Name every person mentioned by name in the comment thread below.

== Document segment ==
______

Nope. Trying to change the minds of adults is what advocates of myriad kinds do.
Gretchen says
Yes they do, and I’m one of them.
But not because I’m afraid that they’ll “get the wrong impression.” Adults already have impressions. Sometimes those impressions need to be changed, and that’s a lot more work than making the impressions in the first place. And also, I think, quite a different kind of enterprise. Kids you teach. Adults you persuade.
Marcus Ranum says
TRIGGER WARNING: serial killer, murder
1. The audience is different. Porn is for adults, whereas video games are generally at least in part intended for younger audiences.
Apparently you haven’t heard of the internet. Which is amazing, since you’re using it to post your comments.
2. Porn isn’t intended to be normative. That doesn’t mean it doesn’t function that way, of course, but it generally isn’t intended as such by either producer or consumer.
Intent is totally magical. Because if I don’t intend to hurt anyone when I drive drunk, it doesn’t count if I actually run over a dozen nuns, right? Of course porn is normative. Indeed, we have been effectively mainstreaming it and removing age controls for the last decade.
I don’t know if there have been any interesting advances in our understanding of fetishization and what used to be called paraphilias since I was an undergrad in the early 1980s but even at that time my impression was that “early impressions matter” (pace Freud) and a young person’s sexualization is critical to their adult sexuality (i.e.: sex is largely a learned behavior in humans) if that’s the case, then society may be reinforcing rape culture, dominance, and other fetishes in people at a younger age. If anyone reading this has any references on that subject, I’m interested; I’ll do some research of my own tonight during my evening reading time.
Kink exists. Kink is, in large part, about pretend scenarios of people abusing each other and getting off on it.
I am tempted to observe that you clearly know nothing about kink, or are so kinked that you see everything through the lens of your kink only.
Kink certainly exists. But, why? I am not saying there is anything wrong with kink – if you go back and re-read what I wrote earlier, the issue I am raising is whether there is something wrong with mainstreaming something that may not be understood by the viewer, deliberately or accidentally. I haven’t watched any gestapo/concentration camp porn but I’m rather willing to bet that the person in the SS uniform doesn’t grab the person in rags with the shaved head by the (oops, no hair) front of their rag smock and ask them politely if they consent. Maybe you can correct me, if I am wrong about this. I am very happy to be wrong about this.
Saying “kink exists” with the implication that kink will always exist does not get you automatically to “… therefore its OK.” Perhaps where we should be going is asking whether some kinds of kink reinforce and establish harmful societal norms. Perhaps some forms of kink should be put in the closet.
There are plenty of women who get off on porn that depicts women as weak and helpless. That’s not wrong.

______

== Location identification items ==
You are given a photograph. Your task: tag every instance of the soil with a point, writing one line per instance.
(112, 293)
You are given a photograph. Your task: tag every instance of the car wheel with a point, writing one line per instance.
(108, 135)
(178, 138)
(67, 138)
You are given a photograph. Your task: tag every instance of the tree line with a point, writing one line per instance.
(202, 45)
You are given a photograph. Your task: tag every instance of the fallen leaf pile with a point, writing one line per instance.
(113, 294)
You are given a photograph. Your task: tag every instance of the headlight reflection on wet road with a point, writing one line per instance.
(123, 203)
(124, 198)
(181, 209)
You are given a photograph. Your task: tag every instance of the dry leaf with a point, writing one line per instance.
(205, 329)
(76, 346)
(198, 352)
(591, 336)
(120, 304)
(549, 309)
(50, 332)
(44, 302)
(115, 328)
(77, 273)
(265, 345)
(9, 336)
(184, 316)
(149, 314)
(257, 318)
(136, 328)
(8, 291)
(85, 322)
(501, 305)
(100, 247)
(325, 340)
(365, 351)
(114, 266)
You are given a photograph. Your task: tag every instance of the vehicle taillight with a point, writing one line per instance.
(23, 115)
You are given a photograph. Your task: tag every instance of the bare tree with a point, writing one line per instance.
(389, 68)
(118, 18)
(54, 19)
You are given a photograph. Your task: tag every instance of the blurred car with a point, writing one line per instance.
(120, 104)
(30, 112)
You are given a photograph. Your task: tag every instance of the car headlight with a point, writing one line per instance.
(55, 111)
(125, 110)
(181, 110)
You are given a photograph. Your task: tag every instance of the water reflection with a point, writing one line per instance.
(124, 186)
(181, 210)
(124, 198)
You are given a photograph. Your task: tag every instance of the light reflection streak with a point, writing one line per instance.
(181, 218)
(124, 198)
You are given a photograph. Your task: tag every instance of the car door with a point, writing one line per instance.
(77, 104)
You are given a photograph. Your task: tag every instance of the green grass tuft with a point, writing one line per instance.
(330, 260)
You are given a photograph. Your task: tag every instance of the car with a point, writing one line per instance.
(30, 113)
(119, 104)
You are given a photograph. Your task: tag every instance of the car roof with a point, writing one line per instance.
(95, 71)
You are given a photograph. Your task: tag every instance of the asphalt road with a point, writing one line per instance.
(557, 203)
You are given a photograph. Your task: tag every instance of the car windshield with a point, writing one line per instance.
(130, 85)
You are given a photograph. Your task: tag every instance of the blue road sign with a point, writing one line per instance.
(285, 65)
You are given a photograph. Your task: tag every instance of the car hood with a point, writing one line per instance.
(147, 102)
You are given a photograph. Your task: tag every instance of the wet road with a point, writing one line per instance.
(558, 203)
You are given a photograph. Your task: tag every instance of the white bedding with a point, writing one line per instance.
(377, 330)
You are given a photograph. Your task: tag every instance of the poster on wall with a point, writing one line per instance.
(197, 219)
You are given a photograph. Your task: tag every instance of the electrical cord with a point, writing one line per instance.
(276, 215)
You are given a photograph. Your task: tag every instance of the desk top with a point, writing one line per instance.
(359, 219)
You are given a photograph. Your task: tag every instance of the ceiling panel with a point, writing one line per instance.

______

== The completed task ==
Gretchen, Marcus Ranum, Freud